提供情報:
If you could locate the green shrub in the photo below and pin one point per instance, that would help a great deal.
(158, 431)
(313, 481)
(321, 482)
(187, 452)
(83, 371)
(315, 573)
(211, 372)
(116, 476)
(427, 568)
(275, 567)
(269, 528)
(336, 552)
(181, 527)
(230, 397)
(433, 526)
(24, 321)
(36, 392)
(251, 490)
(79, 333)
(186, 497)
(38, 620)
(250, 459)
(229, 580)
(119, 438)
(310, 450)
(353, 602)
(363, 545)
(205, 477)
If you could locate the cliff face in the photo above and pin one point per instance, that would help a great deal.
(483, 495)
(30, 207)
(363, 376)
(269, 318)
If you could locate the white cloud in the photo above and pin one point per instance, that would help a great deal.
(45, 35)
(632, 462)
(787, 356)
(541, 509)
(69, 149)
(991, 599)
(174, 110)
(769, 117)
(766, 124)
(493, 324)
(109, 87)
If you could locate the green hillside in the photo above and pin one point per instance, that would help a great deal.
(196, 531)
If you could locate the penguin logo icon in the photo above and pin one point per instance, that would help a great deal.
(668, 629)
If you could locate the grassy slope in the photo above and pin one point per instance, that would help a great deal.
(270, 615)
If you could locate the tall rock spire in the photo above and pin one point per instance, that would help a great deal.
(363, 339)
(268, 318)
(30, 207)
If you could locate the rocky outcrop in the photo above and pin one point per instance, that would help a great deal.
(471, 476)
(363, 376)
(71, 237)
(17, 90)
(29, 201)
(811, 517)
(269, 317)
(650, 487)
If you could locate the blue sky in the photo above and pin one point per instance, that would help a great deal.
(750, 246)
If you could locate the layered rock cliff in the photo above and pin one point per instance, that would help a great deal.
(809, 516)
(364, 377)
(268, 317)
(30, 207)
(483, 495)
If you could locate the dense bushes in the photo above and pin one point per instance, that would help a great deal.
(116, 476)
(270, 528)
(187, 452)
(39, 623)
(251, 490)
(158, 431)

課題の目的: 上の記録のうち、「If you could locate the dense」を含む行から記録の最後までを、両端を含めて番号付きリストに変換してください。空行は除いてください。

本問の解答:
1. If you could locate the dense bushes in the photo above and pin one point per instance, that would help a great deal.
2. (116, 476)
3. (270, 528)
4. (187, 452)
5. (39, 623)
6. (251, 490)
7. (158, 431)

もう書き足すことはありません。